SELECTED PASSAGE.
Criticism. We’re subject to it 24/7. Unfortunately, more often than not, it’s negative rather than constructive. I’d like to think that after nearly fifteen years of ‘putting written stuff out there’ so to speak, that I’ve grown pretty resilient to unconstructive criticism and hugely receptive towards the other one. I’d also like to think that I’m pretty good at dishing out helpful criticism when it’s required. When I was studying for my BA in Creative Writing, delivering constructive criticism to our classmates was one of the most useful things that we were instructed to do on a regular basis. It honestly has the potential to pick people up and set them off again, rather than leave them slumped in the dust of their once precious creations.
The first book that I had published was called Anorexia: A Stranger in the Family, based on my own experiences with Anorexia Nervosa. (Well, that’s not strictly true. The first book I had published was when I was sixteen, and it was called Sticks and Stones, however the company who took me on board turned out to be charlatans…but that’s another story.)
I started to write Anorexia when I was fifteen and in a psychiatric unit for adolescents called the Newberry Centre in Middlesbrough, and by the time I was eighteen it was published. I had made my dream of becoming a published author come true, and I had got to that point through my own hard work and perseverance. ( I was at college five days a week and working weekends, yet I still found the time to be able to write a book and find a publisher for it…I didn’t have a social life, I should mention, but again, this should be the topic for a different post.)
However, during this time of business, I still wasn’t completely recovered. My life remained to be controlled by food, exercise and perfectionism. As a result, things suffered, such as my ability to concentrate for long periods of time, and, therefore, so did the overall quality of my writing.

GIVEN RECORDS.
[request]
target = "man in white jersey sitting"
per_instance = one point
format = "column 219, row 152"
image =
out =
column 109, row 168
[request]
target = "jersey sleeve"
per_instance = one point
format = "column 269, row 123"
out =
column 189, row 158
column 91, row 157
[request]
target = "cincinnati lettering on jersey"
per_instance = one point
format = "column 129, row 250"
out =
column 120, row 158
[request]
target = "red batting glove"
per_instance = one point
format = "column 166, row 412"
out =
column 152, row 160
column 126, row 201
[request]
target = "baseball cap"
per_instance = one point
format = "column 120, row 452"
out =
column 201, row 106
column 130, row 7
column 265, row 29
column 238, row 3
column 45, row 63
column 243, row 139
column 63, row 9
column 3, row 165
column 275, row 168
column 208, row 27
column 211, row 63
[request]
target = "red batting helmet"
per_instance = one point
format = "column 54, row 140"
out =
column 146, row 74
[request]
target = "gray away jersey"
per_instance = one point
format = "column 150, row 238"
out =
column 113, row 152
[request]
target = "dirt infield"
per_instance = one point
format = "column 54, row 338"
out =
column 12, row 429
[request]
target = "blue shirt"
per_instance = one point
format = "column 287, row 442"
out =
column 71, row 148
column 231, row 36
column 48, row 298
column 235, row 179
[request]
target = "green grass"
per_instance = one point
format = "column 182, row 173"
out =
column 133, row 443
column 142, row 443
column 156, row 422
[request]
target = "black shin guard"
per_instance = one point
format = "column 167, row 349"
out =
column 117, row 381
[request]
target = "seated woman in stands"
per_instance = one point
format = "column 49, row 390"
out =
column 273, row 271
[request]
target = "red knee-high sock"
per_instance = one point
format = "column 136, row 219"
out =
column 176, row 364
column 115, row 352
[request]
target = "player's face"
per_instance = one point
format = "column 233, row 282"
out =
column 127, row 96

COMPLETE THE FOLLOWING.
a – Render this sentence from the essay on criticism in Spanish: "When I was studying for my BA in Creative Writing, delivering constructive criticism to our classmates was one of the most useful things that we were instructed to do on a regular basis."
b – Retype the part of the essay on criticism that opens with the words containing "The first book that" and closes with "that’s another story.)".
Base the work solely on the essay on criticism, not on the listing.

SOLUTIONS IN ORDER.
a – Cuando estudiaba para mi licenciatura en Escritura Creativa, dar críticas constructivas a nuestros compañeros de clase era una de las cosas más útiles que se nos indicaba hacer con regularidad.

b –
The first book that I had published was called Anorexia: A Stranger in the Family, based on my own experiences with Anorexia Nervosa. (Well, that’s not strictly true. The first book I had published was when I was sixteen, and it was called Sticks and Stones, however the company who took me on board turned out to be charlatans…but that’s another story.)